## Source data
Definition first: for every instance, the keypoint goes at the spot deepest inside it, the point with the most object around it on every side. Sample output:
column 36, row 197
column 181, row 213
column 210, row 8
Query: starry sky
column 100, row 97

## Task brief
The whole of the data is to be returned with every line intact.

## Reply to the task
Definition first: for every instance, the keypoint goes at the spot deepest inside it, the point with the most object around it on every side. Sample output:
column 36, row 197
column 181, row 213
column 210, row 8
Query: starry sky
column 100, row 97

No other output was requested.